◆ Task description
Leave out all pictures and retype exactly the lines from the one with "window frame and record the coordinates." through the last line of the material.

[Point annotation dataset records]

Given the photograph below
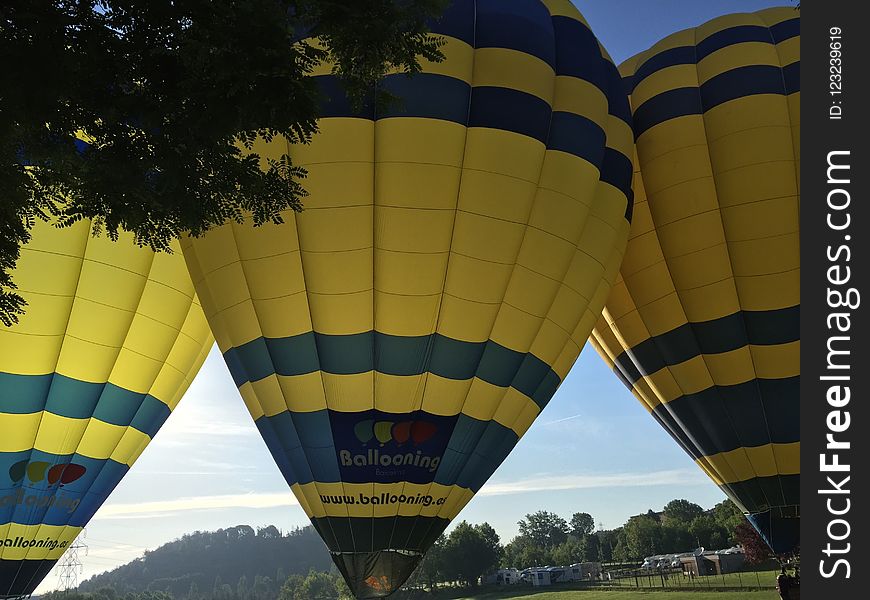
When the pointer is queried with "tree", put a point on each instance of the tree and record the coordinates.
(681, 510)
(642, 537)
(470, 552)
(141, 114)
(570, 551)
(729, 517)
(582, 524)
(319, 586)
(431, 568)
(607, 540)
(755, 549)
(544, 528)
(291, 587)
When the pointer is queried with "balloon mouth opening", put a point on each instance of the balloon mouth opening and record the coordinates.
(779, 527)
(376, 574)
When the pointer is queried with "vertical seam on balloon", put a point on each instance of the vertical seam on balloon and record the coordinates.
(374, 385)
(473, 450)
(29, 513)
(447, 266)
(722, 400)
(103, 390)
(797, 188)
(570, 339)
(319, 372)
(627, 348)
(54, 372)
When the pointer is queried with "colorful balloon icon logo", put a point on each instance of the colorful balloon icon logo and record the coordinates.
(417, 432)
(37, 471)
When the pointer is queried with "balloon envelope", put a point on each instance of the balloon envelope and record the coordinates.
(703, 325)
(112, 336)
(395, 339)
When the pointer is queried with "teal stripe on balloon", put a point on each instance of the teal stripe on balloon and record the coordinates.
(68, 397)
(393, 355)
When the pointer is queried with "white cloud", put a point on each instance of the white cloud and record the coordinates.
(578, 482)
(163, 508)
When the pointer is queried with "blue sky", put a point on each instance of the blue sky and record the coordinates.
(594, 448)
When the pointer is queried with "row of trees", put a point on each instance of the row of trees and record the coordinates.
(240, 563)
(545, 538)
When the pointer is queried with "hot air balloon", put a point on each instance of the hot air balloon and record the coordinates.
(703, 324)
(111, 339)
(395, 339)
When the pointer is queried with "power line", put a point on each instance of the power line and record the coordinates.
(70, 564)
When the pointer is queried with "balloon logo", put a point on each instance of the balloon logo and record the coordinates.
(703, 325)
(112, 337)
(454, 252)
(418, 432)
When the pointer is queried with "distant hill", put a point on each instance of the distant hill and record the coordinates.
(228, 563)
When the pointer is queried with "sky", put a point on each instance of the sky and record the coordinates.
(593, 449)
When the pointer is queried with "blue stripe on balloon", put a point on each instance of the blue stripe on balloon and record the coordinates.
(427, 95)
(510, 110)
(689, 55)
(522, 25)
(457, 21)
(577, 135)
(730, 85)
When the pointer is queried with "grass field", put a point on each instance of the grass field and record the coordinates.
(765, 579)
(599, 594)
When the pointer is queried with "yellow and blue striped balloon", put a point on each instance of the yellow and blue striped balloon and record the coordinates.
(395, 339)
(111, 339)
(704, 323)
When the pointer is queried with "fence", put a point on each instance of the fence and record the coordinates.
(676, 579)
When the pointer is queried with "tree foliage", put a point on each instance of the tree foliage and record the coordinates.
(582, 524)
(681, 510)
(469, 552)
(544, 528)
(249, 565)
(755, 550)
(241, 563)
(141, 114)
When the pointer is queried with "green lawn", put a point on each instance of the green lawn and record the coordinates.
(765, 579)
(597, 594)
(593, 594)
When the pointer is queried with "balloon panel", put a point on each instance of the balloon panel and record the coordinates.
(454, 253)
(112, 337)
(703, 324)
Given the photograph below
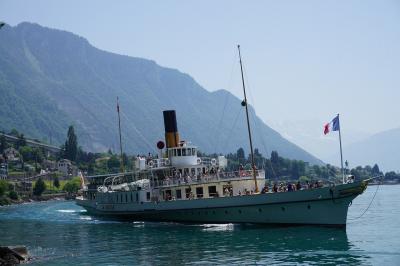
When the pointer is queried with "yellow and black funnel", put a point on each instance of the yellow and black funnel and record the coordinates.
(171, 129)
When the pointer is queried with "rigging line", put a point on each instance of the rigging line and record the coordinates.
(219, 125)
(257, 124)
(231, 131)
(369, 205)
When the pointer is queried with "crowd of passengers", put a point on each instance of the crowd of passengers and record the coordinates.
(291, 187)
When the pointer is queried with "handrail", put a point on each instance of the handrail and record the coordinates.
(200, 179)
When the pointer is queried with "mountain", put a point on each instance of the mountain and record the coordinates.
(382, 148)
(51, 78)
(308, 134)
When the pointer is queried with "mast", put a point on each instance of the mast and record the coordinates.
(120, 138)
(253, 166)
(341, 153)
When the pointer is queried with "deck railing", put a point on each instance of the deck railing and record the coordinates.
(200, 179)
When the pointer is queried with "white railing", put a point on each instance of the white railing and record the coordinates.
(200, 179)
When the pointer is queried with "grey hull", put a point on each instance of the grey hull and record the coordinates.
(323, 206)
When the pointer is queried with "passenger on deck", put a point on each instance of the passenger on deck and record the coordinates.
(226, 192)
(275, 188)
(298, 185)
(265, 189)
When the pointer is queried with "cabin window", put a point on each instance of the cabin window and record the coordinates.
(178, 194)
(199, 192)
(187, 192)
(168, 195)
(212, 191)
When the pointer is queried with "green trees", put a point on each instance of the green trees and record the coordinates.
(71, 145)
(3, 187)
(73, 185)
(21, 141)
(39, 188)
(3, 144)
(56, 182)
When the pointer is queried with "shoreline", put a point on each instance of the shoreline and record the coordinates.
(5, 201)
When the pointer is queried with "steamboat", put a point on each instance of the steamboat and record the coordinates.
(180, 186)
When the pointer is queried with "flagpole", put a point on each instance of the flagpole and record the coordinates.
(120, 138)
(341, 153)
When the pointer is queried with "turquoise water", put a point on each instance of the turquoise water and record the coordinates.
(61, 233)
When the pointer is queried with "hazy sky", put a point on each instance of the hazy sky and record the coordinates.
(305, 60)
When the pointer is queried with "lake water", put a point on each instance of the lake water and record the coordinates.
(61, 233)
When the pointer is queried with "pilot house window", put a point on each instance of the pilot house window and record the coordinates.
(212, 191)
(199, 192)
(178, 194)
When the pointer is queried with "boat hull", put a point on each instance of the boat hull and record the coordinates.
(323, 206)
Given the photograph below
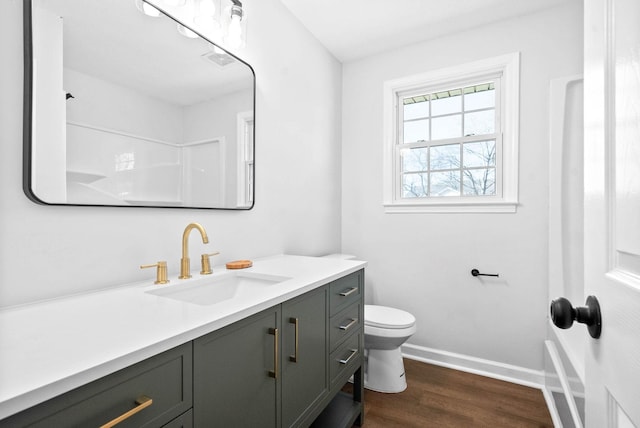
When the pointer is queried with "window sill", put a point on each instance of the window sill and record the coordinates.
(450, 207)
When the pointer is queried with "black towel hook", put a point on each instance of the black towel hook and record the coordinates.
(476, 272)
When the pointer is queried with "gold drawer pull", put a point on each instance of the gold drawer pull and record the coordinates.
(142, 403)
(296, 323)
(274, 373)
(348, 326)
(346, 361)
(349, 292)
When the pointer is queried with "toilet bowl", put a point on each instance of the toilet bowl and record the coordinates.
(385, 330)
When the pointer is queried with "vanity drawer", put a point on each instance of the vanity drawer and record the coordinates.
(345, 291)
(165, 378)
(343, 324)
(344, 358)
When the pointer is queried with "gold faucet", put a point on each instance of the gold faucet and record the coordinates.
(185, 268)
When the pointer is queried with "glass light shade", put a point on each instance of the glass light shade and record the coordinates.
(186, 32)
(147, 9)
(209, 26)
(207, 8)
(234, 26)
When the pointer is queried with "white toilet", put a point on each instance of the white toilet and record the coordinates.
(385, 330)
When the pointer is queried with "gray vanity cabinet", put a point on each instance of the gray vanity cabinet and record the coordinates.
(268, 370)
(283, 367)
(304, 356)
(235, 371)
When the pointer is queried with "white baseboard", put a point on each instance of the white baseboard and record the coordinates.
(551, 405)
(479, 366)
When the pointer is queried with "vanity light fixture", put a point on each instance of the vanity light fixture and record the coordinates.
(226, 26)
(174, 3)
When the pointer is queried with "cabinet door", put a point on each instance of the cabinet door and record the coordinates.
(234, 379)
(304, 373)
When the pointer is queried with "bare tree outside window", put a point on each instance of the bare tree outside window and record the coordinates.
(450, 146)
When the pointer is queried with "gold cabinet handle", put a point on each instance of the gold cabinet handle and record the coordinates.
(161, 273)
(349, 292)
(274, 373)
(296, 323)
(206, 263)
(348, 326)
(346, 360)
(142, 403)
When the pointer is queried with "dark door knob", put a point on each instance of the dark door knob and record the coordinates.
(563, 314)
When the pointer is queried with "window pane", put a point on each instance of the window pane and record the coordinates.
(446, 127)
(445, 183)
(415, 160)
(479, 181)
(415, 185)
(478, 100)
(417, 130)
(445, 157)
(446, 105)
(479, 122)
(482, 153)
(416, 110)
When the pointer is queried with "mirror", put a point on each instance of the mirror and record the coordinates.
(121, 109)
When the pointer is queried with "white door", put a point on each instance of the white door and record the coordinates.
(612, 209)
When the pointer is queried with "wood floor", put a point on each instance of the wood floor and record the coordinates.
(441, 397)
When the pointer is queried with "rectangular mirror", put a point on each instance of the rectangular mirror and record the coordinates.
(126, 109)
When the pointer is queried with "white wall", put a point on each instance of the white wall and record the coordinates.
(421, 262)
(48, 251)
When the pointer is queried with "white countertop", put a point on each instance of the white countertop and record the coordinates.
(52, 347)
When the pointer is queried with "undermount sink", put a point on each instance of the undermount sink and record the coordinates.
(218, 287)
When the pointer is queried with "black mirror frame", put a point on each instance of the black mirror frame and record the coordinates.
(27, 108)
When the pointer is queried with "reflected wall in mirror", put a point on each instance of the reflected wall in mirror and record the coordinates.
(123, 110)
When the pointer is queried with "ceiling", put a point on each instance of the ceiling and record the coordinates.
(352, 29)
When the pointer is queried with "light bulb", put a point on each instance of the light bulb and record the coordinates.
(207, 8)
(147, 9)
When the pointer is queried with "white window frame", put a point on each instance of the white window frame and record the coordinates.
(506, 198)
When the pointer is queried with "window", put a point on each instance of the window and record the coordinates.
(451, 139)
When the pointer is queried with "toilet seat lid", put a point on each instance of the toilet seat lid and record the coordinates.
(385, 317)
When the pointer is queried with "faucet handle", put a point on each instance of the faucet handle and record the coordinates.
(206, 264)
(161, 273)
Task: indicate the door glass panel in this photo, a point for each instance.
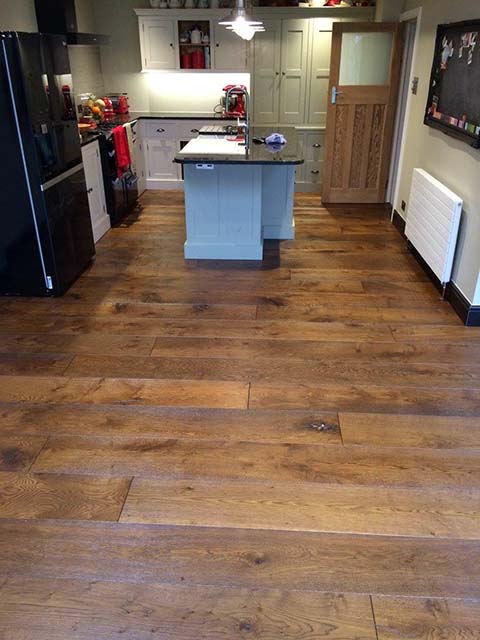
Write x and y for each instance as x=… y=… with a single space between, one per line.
x=365 y=58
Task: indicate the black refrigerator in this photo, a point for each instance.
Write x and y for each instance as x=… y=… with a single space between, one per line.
x=46 y=238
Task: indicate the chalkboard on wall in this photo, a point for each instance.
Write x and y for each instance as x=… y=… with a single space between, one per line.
x=454 y=99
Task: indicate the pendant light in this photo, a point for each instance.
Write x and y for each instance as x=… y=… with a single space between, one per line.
x=243 y=24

◆ The response
When the pointer is queried with "white window frame", put a point on each instance of the white window frame and record the coordinates.
(506, 198)
When the pointer is queried with "window", put a point on each instance of the window and record the coordinates.
(451, 139)
When the pointer is queried with "toilet seat lid", put a point on each instance of the toilet seat lid and record the coordinates.
(385, 317)
When the pointer is queried with "faucet handle", put a point on each instance of the faucet handle and record the coordinates.
(206, 264)
(161, 273)
Task: indicate the door glass panel in this photo, a point for each instance.
Write x and y for each instance as x=… y=… with a single space between, one per line.
x=365 y=58
Task: indicate the black refrigerator in this photo, a point for each instance.
Write x and y for each instance as x=… y=… with a single space between, one per line.
x=46 y=238
Task: indicate the chalkboard on wall in this photo, a point for each instance.
Write x and y for each instance as x=… y=… with a single space between, one per line.
x=454 y=99
Task: indicate the pendant light in this photo, a point for each instance.
Write x and y for each instance as x=… y=… with a single space between, one per line.
x=243 y=24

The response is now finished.